Kehf Suresi 54. Ayet Meali, Arapça Yazılışı, Anlamı ve Tefsiri
Kehf Suresi 54. ayeti ne anlatıyor? Kehf Suresi 54. ayetinin meali, Arapçası, anlamı ve tefsiri...
Kehf Suresi 54. Ayetinin Arapçası:
وَلَقَدْ صَرَّفْنَا ف۪ي هٰذَا الْقُرْاٰنِ لِلنَّاسِ مِنْ كُلِّ مَثَلٍۜ وَكَانَ الْاِنْسَانُ اَكْثَرَ شَيْءٍ جَدَلًا
Kehf Suresi 54. Ayetinin Meali (Anlamı):
Yemin olsun ki biz, bu Kur’an’da insanlar için gerekli her konuyu çeşitli üslup ve örneklerle açıkladık. Ne var ki insan, gerçekler karşısında kavga ve tartışmaya pek düşkündür.
Kehf Suresi 54. Ayetinin Tefsiri:
Cenâb-ı
Hak Kur’ân-ı Kerîm’de insanların ibret alarak doğru yolu bulmalarını sağlayacak
çeşitli konulardan, geçmiş ümmetlerin kıssalarından ve kalp gözlerini açacak
ilâhî kudret tecellilerinden örnekler vermiş, bu hususları değişik üsluplarla
tekrar tekrar açıklamıştır. Meselâ bu sûrede Ashâb-ı Kehf’in ibretli kıssasını,
bahçesi olan ve olmayan iki adamın hâlini, dünya hayatının durumunu, kıyâmet
sahnelerini ve şeytanın düşmanlığını dikkat çekici bir üslupla ve etkili
örneklerle izah etmektedir. Ancak insanın, özellikle inkârcı kimsenin çok
mücâdeleci bir yapısı vardır. Eğer o doğru yolu bulamazsa, daha çok bâtıl
tarafını tutarak hakka karşı düşmanlık ve mücâdele eder. Bu bakımdan kişi, daha
çok kendi nefsinin ayıplarıyla uğraşmalı, gösterişi ve cedeli terk etmeye
çalışmalıdır. Çünkü cedelin hedefi, başkasını kötülemek, ayıplamak ve onu
perişan etmektir. Bu ise olgun insanın değil, yırtıcı hayvanların
özelliklerindendir. Bu sebeple Resûl-i Ekrem (s.a.s.), haklı olduğu halde bile
cedeli, münakaşayı terk edene cennetin kenarında bir köşk verileceğini
müjdelemektedir. (Ebû Dâvûd, Edeb 7; Tirmizî, Birr 58)

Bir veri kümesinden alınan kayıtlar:
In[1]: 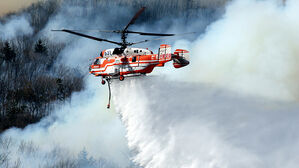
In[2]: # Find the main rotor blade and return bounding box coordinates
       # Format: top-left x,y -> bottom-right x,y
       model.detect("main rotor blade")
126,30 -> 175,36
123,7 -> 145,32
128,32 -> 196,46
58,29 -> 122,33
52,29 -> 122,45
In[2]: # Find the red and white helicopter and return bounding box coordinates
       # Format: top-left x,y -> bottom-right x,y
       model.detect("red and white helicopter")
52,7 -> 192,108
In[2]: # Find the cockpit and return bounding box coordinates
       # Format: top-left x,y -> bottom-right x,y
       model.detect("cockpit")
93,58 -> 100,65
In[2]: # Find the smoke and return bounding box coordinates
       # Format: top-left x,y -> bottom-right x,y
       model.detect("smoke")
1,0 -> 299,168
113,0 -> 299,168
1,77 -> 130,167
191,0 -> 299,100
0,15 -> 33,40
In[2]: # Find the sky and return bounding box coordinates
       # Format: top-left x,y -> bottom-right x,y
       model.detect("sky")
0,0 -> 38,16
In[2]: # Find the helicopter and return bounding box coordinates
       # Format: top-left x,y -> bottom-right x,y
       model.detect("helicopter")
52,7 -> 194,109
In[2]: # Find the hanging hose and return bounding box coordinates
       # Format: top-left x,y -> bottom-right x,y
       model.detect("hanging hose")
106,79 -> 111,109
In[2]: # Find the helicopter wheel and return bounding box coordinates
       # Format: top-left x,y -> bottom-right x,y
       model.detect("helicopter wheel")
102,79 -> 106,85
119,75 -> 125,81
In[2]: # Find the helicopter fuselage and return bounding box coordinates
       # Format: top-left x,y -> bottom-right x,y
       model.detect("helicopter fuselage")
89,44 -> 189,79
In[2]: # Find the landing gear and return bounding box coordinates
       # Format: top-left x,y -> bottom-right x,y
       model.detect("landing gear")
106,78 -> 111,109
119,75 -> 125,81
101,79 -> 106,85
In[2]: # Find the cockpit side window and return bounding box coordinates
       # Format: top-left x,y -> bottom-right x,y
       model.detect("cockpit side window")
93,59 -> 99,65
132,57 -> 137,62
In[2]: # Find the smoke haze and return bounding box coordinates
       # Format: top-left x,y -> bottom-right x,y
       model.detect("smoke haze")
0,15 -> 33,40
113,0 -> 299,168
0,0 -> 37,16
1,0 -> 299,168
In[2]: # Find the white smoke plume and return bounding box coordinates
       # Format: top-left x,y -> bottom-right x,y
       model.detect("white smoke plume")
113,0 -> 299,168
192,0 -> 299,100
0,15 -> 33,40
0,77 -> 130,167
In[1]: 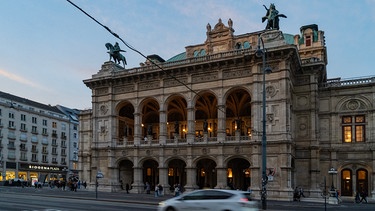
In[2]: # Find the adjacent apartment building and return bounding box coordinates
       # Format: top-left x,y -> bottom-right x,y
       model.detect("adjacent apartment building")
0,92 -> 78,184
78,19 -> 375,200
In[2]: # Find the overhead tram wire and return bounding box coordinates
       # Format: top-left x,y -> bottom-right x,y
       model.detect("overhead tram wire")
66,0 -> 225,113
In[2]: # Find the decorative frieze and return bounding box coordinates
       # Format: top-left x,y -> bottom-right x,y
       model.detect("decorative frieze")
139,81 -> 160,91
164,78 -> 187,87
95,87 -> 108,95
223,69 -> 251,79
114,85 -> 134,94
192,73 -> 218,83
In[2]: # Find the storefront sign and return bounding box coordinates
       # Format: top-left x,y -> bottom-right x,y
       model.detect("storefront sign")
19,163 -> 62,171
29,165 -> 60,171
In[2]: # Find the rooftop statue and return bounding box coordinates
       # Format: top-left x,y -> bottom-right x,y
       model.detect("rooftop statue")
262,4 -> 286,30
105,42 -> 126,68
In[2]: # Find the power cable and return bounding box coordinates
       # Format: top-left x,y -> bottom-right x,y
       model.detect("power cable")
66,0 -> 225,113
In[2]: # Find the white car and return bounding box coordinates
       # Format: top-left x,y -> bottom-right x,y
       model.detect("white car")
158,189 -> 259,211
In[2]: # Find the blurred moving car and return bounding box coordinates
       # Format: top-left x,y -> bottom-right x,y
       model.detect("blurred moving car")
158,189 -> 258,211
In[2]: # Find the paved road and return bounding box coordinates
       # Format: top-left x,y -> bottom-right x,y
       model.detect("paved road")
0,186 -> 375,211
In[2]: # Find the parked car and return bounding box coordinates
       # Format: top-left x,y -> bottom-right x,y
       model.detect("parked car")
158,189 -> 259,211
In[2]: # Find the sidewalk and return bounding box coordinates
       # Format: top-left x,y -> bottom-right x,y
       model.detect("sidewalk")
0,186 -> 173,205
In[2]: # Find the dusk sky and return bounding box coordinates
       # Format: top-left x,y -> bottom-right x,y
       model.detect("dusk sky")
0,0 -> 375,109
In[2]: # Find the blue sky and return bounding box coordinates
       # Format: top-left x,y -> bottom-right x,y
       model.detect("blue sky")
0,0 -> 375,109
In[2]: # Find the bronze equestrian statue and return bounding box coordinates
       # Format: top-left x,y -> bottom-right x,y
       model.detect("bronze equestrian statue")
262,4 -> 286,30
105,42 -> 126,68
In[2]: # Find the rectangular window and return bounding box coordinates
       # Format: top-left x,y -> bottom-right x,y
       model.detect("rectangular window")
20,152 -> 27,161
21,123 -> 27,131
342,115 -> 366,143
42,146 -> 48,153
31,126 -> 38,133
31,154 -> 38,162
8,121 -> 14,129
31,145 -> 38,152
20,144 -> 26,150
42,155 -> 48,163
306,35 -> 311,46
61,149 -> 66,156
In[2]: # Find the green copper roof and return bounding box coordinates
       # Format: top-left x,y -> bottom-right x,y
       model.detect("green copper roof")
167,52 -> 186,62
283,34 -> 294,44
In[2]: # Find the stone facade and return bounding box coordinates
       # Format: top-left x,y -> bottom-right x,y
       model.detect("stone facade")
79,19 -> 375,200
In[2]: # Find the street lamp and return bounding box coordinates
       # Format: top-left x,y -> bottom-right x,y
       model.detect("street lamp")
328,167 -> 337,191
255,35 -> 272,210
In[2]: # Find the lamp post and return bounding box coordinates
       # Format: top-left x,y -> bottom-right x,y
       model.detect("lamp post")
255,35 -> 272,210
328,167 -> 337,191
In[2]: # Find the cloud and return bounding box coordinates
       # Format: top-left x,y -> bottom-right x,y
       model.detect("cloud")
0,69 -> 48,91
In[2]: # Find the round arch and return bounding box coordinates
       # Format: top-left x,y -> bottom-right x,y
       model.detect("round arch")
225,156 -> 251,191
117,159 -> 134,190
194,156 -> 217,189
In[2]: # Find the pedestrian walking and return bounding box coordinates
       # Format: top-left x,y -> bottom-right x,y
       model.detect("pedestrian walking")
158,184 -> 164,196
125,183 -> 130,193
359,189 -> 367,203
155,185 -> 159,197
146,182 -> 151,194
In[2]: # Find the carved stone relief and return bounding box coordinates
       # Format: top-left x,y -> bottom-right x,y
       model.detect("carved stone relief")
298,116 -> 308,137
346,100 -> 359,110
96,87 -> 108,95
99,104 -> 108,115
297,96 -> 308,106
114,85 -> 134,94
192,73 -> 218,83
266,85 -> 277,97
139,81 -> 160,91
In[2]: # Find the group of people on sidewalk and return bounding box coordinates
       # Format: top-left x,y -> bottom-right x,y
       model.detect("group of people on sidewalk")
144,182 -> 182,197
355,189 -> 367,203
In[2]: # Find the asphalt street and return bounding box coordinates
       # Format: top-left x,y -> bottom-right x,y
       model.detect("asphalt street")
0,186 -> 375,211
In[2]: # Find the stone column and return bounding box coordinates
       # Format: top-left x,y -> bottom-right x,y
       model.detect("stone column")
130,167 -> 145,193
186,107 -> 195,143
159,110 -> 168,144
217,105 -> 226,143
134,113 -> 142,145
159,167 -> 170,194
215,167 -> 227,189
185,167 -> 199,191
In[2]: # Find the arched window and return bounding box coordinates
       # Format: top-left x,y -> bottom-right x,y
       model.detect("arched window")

§ Görev Yönergesi
Kehf Suresi 54. ayetinin tefsirine ilişkin metni, son cümlesinden sonra gelecek biçimde sürdürünüz.

§ Alıştırmanın Cevabı
Hz.
Ali (r.a.) anlatıyor:
Resûl-i
Ekrem (s.a.s.) bir seferinde gelip, ben ve eşim Fatıma içerde bulunuyorken
kapımızı çaldı ve: “Namaz kılmaz mısınız?” diye buyurdu. Ben: “Ey Allah’ın
Rasûlü! Canlarımız Allah’ın elindedir. O bizi kaldırmak isterse kaldırır” diye
karşılık verdim. Bunu işiten Resûlullah (s.a.s.)’in elini baldırına vurarak: “Ne
var ki insan, gerçekler karşısında kavga ve tartışmaya pek düşkündür” (Kehf
18/54) buyruğunu okuyup, gittiğini duydum. (Buhârî, Teheccüd 5; Müslim,
Müsâfirin 206)
Bu
sebeple mü’min, saadete ermenin bir alâmeti olarak, kendisine amel kapısını
açmalı ve cedel kapısını kapamalıdır. Nitekim Mâruf-ı Kerhî şöyle derdi:
“Allah
bir kula hayır dilerse, önce ona amel kapısını açar; cidâl ve çekişme
kapılarını kapar. Bir kula da şer diledi mi, ona da amel kapılarını kapar;
cidâl ve çekişme kapısını açar.” (Velîler Ansiklopedisi, I, 236)
Cidâl
ve çekişme kapısını kapatıp ülfetin ve kaynaşmanın kapısını açmak için Hz.
Mevlânâ’nın şu davranışı örnek alınmalıdır:
Mevlânâ
Hazretleri bir gün bir mahalleden geçiyordu. İki yabancı şahıs birbirleriyle
atışıp çekişiyor ve birbirlerine hakâret ediyorlardı. Biri diğerine:
“–Bunu
bana mı diyorsun? Allah’a and olsun ki eğer bana bir dersen, benden bin
işitirsin!” diyordu. Hz. Mevlânâ bunu işitince ilerledi ve:
“–Hayır
hayır, söyleme, buraya gel! Ne diyeceğin varsa bana de! Eğer bana bin desen de
benden bir tane bile işitmezsin!” buyurdu. Bunun üzerine o iki şahıs
Mevlânâ’nın huzûrunda barıştılar. (Ahmet Eflâkî, Âriflerin Menkıbeleri,
I, 176)
İşte
insanın bu kavgacı yapısı, çoğu zaman onun gerçeklere karşı çıkıp ayaklarının
kaymasına yol açmaktadır:
Kehf Suresi tefsiri için tıklayınız...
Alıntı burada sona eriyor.